Source data>
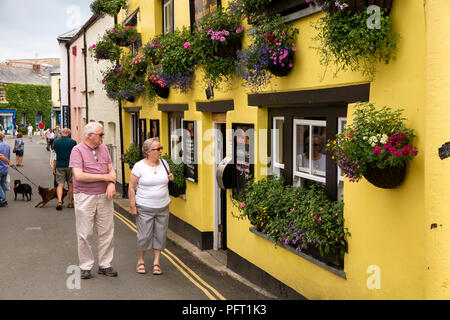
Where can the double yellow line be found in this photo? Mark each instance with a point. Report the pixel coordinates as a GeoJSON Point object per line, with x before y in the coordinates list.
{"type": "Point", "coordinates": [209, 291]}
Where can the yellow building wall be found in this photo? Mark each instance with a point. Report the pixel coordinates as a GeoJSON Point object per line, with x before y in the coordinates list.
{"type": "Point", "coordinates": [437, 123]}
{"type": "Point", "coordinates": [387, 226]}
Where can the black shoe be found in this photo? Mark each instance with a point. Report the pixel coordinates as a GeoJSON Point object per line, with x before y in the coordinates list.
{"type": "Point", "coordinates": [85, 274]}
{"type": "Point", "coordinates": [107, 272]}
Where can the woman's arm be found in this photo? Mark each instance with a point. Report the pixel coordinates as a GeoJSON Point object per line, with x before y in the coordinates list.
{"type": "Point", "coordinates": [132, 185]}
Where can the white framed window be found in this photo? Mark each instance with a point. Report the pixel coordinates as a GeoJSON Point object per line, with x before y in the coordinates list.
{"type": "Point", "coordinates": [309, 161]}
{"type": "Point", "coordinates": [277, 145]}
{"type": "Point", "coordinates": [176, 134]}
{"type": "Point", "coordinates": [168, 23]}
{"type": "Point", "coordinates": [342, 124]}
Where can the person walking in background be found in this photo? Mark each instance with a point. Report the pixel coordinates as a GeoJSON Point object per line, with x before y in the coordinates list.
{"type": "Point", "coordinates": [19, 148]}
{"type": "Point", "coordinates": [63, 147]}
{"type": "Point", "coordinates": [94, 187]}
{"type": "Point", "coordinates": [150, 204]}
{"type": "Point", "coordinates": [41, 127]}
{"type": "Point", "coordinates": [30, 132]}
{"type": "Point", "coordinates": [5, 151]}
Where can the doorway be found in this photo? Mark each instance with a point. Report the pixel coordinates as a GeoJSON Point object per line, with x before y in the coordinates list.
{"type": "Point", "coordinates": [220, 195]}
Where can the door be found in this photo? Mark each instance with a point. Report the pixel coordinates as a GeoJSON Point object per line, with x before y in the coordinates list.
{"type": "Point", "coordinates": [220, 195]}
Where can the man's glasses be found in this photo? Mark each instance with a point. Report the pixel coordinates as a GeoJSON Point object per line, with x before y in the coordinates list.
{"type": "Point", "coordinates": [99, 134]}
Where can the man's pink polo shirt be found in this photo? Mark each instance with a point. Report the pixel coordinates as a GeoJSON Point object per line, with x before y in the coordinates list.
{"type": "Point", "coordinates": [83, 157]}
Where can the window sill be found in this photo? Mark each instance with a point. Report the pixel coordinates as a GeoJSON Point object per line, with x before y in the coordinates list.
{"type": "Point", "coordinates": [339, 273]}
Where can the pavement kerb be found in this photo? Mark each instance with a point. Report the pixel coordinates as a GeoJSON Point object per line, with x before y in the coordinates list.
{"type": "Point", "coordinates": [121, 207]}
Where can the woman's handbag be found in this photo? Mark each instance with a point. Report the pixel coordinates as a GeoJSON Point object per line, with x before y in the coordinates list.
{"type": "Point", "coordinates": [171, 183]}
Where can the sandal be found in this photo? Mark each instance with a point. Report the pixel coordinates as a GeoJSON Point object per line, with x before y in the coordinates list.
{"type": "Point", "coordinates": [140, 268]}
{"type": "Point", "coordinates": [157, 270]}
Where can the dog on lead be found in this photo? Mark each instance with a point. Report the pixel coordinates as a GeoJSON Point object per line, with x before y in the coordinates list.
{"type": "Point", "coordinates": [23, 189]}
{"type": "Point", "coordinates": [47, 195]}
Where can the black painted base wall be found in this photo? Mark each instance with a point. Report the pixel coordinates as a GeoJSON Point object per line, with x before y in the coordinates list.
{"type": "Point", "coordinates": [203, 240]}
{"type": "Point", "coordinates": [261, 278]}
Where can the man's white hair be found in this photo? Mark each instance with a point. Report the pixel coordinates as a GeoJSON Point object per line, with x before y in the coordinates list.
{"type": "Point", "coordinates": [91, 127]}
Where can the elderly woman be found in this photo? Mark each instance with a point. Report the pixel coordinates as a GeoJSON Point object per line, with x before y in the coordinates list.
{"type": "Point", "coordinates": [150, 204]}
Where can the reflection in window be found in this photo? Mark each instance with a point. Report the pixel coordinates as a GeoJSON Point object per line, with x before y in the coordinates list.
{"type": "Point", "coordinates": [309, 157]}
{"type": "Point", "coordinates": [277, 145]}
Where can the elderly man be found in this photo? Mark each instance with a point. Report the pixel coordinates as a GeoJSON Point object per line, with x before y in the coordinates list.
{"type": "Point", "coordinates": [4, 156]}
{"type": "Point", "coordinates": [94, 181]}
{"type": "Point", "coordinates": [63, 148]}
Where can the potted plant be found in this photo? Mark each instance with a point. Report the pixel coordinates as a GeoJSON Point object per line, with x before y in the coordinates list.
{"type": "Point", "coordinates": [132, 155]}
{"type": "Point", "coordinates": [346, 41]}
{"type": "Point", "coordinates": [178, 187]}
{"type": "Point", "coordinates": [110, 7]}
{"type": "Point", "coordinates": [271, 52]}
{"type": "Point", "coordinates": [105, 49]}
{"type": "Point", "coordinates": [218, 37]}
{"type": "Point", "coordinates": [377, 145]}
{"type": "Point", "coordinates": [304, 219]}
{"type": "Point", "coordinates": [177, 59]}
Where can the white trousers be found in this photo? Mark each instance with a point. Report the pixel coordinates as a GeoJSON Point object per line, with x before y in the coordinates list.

Exercise>
Omit the pictures and give the material again, exactly and in full.

Answer in full>
Where can the double yellow line be found in this photo? Mark each instance with a point. Report the pixel coordinates as a GeoJSON Point object per line, with x before y in the coordinates list.
{"type": "Point", "coordinates": [209, 291]}
Where can the yellow building wall be found in this photo? Mark each instance with a point. Report the pixel coordinates as a GeoJSON Point object per line, with x before y in the coordinates list.
{"type": "Point", "coordinates": [437, 123]}
{"type": "Point", "coordinates": [387, 226]}
Where can the black shoe be found in this photo? Mark each instance with a point. Report the pixel coordinates as a GeoJSON Point object per line, with x before y in the coordinates list.
{"type": "Point", "coordinates": [85, 274]}
{"type": "Point", "coordinates": [107, 272]}
Where can the woman's arm be found in this photo? Mark each instance with a point. Report the pixel coordinates as a GeoJSON Point object per line, with x before y in the coordinates list.
{"type": "Point", "coordinates": [132, 185]}
Where can the white framed window be found in this photo? Mark each instance with a point. Report the pixel coordinates as a GeoJSON Point object per line, with x before y in the coordinates list.
{"type": "Point", "coordinates": [309, 161]}
{"type": "Point", "coordinates": [277, 145]}
{"type": "Point", "coordinates": [176, 134]}
{"type": "Point", "coordinates": [168, 23]}
{"type": "Point", "coordinates": [342, 124]}
Where can the person walking in background be found in this photo? Mark each instance with a point. Report the pixel coordinates as a GeoJSON Point object per line, with x before y in the coordinates list.
{"type": "Point", "coordinates": [19, 148]}
{"type": "Point", "coordinates": [63, 147]}
{"type": "Point", "coordinates": [94, 187]}
{"type": "Point", "coordinates": [150, 204]}
{"type": "Point", "coordinates": [41, 127]}
{"type": "Point", "coordinates": [30, 132]}
{"type": "Point", "coordinates": [5, 151]}
Where can the doorway be found in this photo? Mark each instance with a point. Report the pixel coordinates as a GeoJSON Point object per line, with x before y in the coordinates list.
{"type": "Point", "coordinates": [220, 195]}
Where can the door be found in this photo? Mark each instance with a point. Report the pixel coordinates as a GeoJSON Point object per line, with x before y in the coordinates list.
{"type": "Point", "coordinates": [220, 195]}
Where can the man's glasses be found in this photo? Mark each instance with a point. Report the pixel coordinates as a GeoJSON Point object per line, with x before y in the coordinates list.
{"type": "Point", "coordinates": [99, 134]}
Where can the man's pink polo shirt be found in this photo? Mark each instance with a point. Report the pixel coordinates as a GeoJSON Point object per line, with x before y in the coordinates list.
{"type": "Point", "coordinates": [83, 157]}
Where can the window sill be found in this photo? Mark each instance with a point. Report the pixel coordinates as a GeoJSON Point object per line, with x before y in the coordinates list.
{"type": "Point", "coordinates": [339, 273]}
Where can the pavement kerb be found in this photo? Mark each instance with a point. Report the pixel coordinates as a GeoJSON Point object per line, with x before y in the coordinates list.
{"type": "Point", "coordinates": [121, 207]}
Where can the woman's handbag be found in this photo? Mark each instance with a point. Report the pixel coordinates as a GeoJSON Point object per line, with x before y in the coordinates list.
{"type": "Point", "coordinates": [171, 183]}
Where can the sandal be found in this photo? Mark each instance with a point. Report the pixel coordinates as a GeoJSON Point object per line, with x before y in the coordinates list.
{"type": "Point", "coordinates": [140, 268]}
{"type": "Point", "coordinates": [157, 270]}
Where can the dog on lead be found in this photo? Mark each instance with a point. Report the pixel coordinates as a GeoJSON Point object per line, with x before y in the coordinates list.
{"type": "Point", "coordinates": [23, 189]}
{"type": "Point", "coordinates": [47, 195]}
Where can the black painted base wall be found in this photo? Mark each instance with a point. Report the pixel coordinates as a GeoJSON Point object per line, with x before y in the coordinates list.
{"type": "Point", "coordinates": [203, 240]}
{"type": "Point", "coordinates": [261, 278]}
Where can the man's white hair be found in this photo? Mark each instance with a point. Report the pixel coordinates as a GeoJSON Point object per line, with x before y in the coordinates list.
{"type": "Point", "coordinates": [91, 127]}
Where can the elderly woman be found in this photo? Mark each instance with a point. Report the pixel coordinates as a GeoJSON Point object per line, with x before y in the coordinates list.
{"type": "Point", "coordinates": [150, 204]}
Where can the reflection in window be found in this photo? Mark each instance with a point. Report the pixel coordinates as a GeoJSON Point object per line, with x before y in the coordinates list.
{"type": "Point", "coordinates": [309, 157]}
{"type": "Point", "coordinates": [277, 145]}
Where can the elderly man be found in this photo? Mark each instance with a point. Report the pixel coordinates as a GeoJSON Point object per line, with x before y in the coordinates list.
{"type": "Point", "coordinates": [4, 156]}
{"type": "Point", "coordinates": [94, 181]}
{"type": "Point", "coordinates": [63, 148]}
Where can the potted plant be found in this photo? Mark each instance with a point. Report the pixel coordinates as a GeoJSON Point object per line, with x before y in the coordinates list.
{"type": "Point", "coordinates": [132, 155]}
{"type": "Point", "coordinates": [346, 41]}
{"type": "Point", "coordinates": [178, 187]}
{"type": "Point", "coordinates": [110, 7]}
{"type": "Point", "coordinates": [271, 52]}
{"type": "Point", "coordinates": [105, 49]}
{"type": "Point", "coordinates": [218, 37]}
{"type": "Point", "coordinates": [377, 145]}
{"type": "Point", "coordinates": [304, 219]}
{"type": "Point", "coordinates": [177, 59]}
Where can the white trousers be found in this photo? Mark each instance with a point. Report the pixel coordinates as a GeoJSON Point object per line, with x before y in the coordinates list.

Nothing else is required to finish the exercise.